*WORK TO COMPLETE*
All lines from the one with "of the shrub" through the close of the records below are to be set down exactly, and no others.
(Beginning of SOURCE DATA)
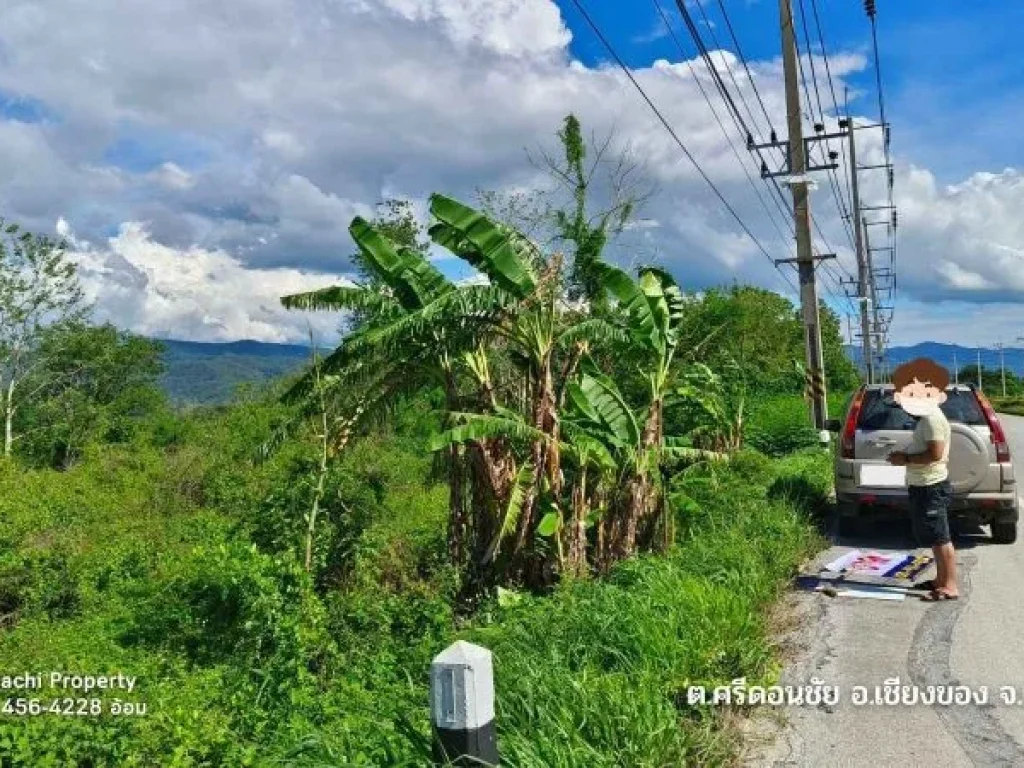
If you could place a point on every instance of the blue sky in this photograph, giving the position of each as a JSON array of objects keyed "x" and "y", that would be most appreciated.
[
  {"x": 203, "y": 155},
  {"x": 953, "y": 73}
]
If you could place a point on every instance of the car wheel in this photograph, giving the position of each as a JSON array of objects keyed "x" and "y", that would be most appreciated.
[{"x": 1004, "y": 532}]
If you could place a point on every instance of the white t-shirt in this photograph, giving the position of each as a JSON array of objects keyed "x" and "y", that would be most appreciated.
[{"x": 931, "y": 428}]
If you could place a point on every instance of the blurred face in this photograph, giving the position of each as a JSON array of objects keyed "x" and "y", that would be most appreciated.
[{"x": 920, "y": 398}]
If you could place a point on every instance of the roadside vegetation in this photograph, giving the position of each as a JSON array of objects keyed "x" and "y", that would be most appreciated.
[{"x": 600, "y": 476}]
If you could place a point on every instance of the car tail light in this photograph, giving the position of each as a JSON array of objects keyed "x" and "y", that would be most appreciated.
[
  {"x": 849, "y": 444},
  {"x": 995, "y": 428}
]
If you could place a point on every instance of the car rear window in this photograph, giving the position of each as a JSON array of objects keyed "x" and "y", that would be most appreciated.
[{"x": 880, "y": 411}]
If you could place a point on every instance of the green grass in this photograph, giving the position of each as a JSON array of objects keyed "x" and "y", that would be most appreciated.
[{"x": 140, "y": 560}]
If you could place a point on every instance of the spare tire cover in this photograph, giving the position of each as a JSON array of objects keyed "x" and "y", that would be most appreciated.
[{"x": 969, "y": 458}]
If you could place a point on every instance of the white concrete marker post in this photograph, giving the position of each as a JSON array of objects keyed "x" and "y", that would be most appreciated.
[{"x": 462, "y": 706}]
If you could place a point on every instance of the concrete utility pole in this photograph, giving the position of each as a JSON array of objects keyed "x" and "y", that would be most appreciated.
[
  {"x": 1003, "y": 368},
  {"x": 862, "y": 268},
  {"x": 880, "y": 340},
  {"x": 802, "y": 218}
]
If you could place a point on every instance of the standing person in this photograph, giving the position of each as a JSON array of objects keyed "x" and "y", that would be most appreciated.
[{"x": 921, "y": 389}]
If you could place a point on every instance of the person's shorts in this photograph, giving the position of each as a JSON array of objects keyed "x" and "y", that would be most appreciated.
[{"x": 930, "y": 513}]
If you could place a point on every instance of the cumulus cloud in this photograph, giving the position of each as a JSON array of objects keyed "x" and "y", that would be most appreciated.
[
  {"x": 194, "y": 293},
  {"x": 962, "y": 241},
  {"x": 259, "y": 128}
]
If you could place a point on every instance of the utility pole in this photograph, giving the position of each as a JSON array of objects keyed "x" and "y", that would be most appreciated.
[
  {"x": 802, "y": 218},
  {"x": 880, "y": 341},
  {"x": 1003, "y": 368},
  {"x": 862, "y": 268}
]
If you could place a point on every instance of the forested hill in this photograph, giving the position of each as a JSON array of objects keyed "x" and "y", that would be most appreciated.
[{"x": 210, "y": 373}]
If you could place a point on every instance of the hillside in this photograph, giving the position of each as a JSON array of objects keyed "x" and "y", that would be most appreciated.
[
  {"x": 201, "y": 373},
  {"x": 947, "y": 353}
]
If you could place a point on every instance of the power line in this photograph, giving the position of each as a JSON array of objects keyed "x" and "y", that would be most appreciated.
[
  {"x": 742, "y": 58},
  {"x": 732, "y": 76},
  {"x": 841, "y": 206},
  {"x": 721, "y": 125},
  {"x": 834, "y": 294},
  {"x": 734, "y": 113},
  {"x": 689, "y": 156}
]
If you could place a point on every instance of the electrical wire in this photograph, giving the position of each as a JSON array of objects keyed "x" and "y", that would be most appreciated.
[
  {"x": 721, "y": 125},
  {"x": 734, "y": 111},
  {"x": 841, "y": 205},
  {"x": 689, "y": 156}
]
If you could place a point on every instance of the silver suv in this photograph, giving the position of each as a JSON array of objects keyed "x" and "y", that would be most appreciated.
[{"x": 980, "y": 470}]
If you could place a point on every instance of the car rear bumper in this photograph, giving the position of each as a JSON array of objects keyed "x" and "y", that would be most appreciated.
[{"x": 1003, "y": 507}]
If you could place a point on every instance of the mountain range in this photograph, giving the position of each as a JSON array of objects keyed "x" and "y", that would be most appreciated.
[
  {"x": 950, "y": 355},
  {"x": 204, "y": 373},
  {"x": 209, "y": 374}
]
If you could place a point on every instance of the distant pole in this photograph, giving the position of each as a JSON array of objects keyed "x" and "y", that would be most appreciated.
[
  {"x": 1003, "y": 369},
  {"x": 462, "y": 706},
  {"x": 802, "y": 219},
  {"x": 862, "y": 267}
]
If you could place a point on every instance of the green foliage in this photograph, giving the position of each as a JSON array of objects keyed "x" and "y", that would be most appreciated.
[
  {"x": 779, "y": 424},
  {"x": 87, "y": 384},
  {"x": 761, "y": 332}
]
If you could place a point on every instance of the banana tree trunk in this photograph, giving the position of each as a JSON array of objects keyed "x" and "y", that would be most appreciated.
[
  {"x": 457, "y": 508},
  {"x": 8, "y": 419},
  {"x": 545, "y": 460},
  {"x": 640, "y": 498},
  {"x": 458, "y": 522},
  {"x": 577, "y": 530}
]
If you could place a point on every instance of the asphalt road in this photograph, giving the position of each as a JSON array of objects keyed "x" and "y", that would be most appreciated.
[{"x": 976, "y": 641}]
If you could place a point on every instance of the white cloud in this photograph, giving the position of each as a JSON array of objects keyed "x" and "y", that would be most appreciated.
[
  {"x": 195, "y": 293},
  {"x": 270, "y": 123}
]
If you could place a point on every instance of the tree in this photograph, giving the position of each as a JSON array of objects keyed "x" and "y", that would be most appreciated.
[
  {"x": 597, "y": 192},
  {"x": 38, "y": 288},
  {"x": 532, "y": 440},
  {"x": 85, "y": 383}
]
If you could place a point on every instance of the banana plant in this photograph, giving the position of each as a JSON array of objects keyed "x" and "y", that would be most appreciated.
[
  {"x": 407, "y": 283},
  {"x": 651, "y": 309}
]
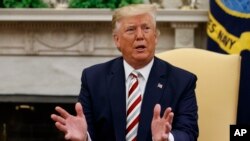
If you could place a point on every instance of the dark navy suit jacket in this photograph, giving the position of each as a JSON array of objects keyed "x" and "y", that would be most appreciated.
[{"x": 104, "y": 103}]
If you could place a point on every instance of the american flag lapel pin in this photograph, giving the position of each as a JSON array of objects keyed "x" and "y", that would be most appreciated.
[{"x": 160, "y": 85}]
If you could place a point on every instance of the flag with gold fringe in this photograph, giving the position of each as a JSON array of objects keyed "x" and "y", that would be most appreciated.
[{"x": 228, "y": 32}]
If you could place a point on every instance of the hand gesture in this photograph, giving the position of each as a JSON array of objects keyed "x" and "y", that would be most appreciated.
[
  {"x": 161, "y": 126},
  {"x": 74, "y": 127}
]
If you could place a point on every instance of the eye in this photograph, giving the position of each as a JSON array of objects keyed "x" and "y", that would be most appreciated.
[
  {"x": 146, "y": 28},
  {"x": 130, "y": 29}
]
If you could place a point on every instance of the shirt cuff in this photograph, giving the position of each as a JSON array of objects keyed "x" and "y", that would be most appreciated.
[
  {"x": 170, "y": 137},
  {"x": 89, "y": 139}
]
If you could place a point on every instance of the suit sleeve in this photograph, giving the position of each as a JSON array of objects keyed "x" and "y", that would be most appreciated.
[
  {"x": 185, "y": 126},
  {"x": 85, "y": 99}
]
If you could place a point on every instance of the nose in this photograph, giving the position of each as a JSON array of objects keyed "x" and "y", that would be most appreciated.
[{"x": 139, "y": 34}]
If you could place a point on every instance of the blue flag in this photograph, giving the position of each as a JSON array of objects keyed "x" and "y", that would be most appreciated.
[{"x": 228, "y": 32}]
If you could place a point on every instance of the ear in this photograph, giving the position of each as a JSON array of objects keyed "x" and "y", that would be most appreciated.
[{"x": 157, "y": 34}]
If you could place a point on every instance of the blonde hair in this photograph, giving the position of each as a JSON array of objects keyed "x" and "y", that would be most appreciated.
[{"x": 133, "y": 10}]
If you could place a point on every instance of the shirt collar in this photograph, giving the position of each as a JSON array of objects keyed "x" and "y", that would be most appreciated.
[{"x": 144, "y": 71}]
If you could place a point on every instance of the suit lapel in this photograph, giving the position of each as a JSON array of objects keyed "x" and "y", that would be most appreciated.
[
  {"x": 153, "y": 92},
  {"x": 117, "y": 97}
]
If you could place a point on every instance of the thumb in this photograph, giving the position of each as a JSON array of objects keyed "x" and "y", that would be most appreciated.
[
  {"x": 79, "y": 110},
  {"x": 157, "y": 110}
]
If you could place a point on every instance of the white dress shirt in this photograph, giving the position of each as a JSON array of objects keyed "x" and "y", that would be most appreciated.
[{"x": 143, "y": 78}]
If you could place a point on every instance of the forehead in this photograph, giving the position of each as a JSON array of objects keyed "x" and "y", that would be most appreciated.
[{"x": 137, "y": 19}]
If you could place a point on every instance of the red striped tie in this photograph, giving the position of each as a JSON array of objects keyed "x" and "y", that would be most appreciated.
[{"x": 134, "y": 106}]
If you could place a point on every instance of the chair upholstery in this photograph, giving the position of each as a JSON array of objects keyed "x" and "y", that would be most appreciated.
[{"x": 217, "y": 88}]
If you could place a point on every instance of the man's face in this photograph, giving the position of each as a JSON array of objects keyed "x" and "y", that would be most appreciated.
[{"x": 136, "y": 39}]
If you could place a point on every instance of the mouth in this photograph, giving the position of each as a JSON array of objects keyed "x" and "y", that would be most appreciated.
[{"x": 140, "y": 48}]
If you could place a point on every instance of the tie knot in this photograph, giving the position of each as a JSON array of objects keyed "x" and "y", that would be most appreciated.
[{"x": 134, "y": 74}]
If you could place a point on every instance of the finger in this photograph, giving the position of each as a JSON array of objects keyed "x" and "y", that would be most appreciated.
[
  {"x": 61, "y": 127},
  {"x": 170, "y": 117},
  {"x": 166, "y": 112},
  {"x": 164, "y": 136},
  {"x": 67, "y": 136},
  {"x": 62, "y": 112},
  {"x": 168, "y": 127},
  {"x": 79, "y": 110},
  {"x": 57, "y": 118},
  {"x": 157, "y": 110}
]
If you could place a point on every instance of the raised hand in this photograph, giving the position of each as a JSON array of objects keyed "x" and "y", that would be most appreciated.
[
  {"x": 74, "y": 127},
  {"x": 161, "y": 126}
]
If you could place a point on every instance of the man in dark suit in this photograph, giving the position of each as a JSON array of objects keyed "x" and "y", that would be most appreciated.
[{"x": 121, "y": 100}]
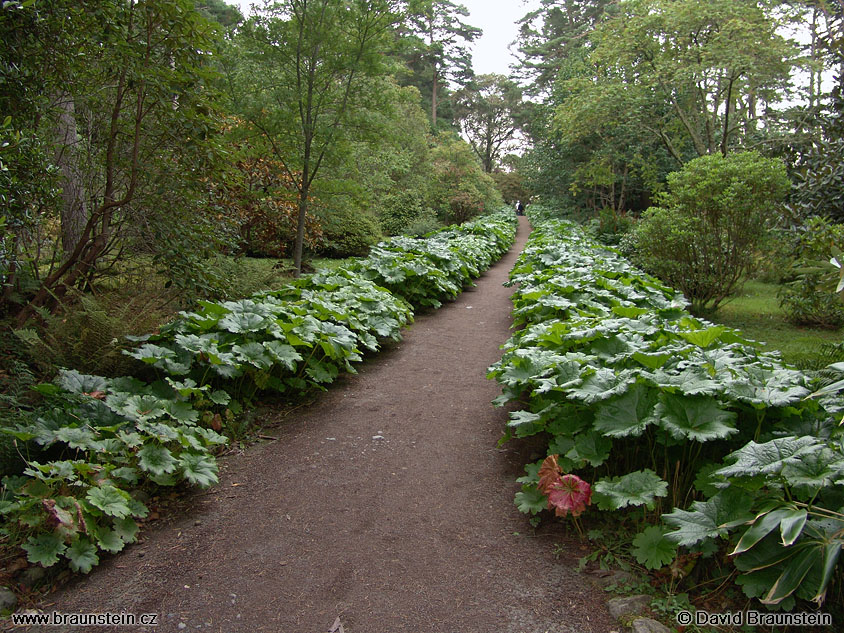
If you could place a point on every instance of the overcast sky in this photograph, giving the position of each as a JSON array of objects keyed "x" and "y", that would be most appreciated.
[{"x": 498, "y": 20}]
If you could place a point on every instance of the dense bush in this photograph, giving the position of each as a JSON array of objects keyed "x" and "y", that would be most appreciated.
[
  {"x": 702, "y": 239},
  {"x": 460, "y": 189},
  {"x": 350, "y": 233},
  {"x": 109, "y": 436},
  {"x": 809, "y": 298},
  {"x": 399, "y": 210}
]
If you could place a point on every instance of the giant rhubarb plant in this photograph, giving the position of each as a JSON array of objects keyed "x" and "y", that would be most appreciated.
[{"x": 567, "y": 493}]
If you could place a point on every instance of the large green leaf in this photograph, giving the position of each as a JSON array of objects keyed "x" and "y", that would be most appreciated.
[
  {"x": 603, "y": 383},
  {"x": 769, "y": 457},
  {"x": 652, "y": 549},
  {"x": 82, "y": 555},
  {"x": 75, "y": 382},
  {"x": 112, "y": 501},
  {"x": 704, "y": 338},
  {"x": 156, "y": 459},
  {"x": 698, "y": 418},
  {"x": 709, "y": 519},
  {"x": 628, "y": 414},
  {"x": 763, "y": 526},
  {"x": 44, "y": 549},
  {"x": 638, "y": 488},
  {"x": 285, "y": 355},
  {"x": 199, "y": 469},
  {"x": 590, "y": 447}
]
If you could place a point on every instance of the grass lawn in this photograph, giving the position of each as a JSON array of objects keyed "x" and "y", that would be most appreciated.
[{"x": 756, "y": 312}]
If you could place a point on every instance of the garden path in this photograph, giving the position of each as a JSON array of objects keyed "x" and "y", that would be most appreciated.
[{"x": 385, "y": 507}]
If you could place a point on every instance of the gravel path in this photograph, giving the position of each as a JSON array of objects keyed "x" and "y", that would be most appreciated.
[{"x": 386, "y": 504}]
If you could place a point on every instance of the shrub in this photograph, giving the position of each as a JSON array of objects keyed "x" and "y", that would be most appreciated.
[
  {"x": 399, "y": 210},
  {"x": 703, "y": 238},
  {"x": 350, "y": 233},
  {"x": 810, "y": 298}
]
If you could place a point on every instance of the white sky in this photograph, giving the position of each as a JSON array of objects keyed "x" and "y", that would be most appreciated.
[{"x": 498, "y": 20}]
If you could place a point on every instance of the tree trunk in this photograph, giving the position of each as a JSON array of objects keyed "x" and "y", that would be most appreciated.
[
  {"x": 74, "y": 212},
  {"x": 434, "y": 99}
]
(End of SOURCE DATA)
*FINISHED TASK*
If you could place a point on every instance of the shrub in this photograph, giving the position of each as a JSON array of objects keyed "x" and "y", that would be most appreciated.
[
  {"x": 399, "y": 210},
  {"x": 703, "y": 238},
  {"x": 350, "y": 233},
  {"x": 810, "y": 298}
]
If you could place a point on every instance of the white sky in this photograph, giving the position of each as a JSON array of objects keyed "x" and "y", that would be most appreciated.
[{"x": 498, "y": 20}]
If you could place a point on every instance of the tree trunk in this photograph, giving the position of each as a JSON array of objects keyed "x" and "y", that would be most appreciated.
[
  {"x": 74, "y": 212},
  {"x": 434, "y": 99}
]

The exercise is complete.